Copy out, in full, every line below that contains the word "silhouette".

● ● ● ● ● ● ●

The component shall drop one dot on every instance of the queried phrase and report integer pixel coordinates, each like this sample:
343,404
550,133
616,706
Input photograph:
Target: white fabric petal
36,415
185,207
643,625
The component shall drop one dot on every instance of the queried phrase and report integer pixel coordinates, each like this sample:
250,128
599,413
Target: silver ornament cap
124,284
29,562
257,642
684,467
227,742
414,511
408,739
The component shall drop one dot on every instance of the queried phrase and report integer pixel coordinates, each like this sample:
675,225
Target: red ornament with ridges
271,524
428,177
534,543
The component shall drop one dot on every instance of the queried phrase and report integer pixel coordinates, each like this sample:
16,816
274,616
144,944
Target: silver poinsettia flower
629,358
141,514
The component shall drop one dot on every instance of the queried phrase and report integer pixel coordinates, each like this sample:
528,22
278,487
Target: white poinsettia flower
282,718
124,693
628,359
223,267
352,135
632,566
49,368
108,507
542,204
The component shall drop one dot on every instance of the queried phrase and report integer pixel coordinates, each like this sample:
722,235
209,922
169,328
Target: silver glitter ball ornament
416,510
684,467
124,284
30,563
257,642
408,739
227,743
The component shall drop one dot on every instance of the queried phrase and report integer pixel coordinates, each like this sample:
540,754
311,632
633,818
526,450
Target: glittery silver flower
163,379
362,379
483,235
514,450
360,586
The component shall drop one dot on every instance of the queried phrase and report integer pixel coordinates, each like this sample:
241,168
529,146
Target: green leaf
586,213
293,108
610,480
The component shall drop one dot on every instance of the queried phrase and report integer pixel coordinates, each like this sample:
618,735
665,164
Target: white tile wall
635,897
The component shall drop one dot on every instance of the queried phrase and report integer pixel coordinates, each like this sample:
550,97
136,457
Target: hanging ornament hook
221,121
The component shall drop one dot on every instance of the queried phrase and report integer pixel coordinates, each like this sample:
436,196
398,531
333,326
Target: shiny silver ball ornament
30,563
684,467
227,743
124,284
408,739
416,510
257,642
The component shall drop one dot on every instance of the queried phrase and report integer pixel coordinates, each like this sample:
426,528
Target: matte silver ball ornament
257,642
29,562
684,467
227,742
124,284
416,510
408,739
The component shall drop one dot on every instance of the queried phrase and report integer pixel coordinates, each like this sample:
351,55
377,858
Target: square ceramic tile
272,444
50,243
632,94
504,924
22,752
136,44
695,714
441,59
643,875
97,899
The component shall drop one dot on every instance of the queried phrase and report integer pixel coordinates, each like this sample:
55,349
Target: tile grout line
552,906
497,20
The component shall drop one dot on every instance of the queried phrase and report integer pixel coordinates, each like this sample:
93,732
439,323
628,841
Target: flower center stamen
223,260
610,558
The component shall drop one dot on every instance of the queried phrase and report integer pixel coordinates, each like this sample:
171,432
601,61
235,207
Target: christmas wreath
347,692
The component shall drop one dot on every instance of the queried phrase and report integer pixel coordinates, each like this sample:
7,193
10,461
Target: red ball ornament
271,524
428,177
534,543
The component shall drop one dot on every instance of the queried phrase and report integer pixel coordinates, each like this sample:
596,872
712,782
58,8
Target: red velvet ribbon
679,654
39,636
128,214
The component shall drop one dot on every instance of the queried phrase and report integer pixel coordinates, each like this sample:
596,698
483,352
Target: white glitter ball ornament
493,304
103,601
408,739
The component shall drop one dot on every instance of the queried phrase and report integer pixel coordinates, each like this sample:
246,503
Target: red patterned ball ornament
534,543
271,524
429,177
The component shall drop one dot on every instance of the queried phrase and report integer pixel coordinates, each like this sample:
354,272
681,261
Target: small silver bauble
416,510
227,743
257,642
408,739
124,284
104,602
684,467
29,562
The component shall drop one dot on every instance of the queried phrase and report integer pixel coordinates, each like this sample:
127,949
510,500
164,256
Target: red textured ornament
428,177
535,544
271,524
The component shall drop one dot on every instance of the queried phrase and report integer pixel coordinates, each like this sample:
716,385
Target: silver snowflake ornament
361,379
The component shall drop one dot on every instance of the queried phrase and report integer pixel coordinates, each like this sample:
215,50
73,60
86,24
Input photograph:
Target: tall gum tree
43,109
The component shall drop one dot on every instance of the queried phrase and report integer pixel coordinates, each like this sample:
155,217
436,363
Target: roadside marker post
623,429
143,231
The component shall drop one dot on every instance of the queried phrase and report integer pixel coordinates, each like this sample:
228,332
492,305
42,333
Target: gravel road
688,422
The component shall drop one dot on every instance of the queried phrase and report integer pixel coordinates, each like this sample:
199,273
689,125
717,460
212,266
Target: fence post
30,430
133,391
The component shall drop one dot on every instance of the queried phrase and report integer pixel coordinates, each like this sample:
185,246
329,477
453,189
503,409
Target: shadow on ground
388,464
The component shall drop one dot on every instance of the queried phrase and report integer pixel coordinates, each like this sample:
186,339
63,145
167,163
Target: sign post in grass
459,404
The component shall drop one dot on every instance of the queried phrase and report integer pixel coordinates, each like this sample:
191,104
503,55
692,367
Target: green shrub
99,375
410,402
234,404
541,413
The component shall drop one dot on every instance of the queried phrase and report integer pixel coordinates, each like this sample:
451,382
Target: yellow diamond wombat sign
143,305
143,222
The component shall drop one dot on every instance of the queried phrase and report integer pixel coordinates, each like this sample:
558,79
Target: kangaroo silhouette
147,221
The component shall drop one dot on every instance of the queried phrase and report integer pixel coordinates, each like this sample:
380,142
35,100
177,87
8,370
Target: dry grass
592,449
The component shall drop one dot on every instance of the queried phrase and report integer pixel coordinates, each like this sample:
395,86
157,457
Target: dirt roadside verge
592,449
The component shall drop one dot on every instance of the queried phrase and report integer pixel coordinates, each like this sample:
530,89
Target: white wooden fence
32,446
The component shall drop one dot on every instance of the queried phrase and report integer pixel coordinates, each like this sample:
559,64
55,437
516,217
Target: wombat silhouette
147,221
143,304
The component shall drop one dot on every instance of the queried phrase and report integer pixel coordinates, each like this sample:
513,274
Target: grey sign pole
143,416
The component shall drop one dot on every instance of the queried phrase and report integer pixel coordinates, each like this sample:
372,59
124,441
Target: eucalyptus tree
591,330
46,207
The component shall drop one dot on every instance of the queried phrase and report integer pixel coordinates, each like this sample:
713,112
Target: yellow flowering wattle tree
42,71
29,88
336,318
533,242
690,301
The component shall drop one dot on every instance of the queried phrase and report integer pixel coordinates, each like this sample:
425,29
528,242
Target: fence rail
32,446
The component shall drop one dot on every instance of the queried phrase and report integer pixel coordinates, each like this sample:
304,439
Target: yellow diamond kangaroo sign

● ● ● ● ● ● ●

COMPLETE OUTPUT —
Target: kangaroo silhouette
Target: wombat silhouette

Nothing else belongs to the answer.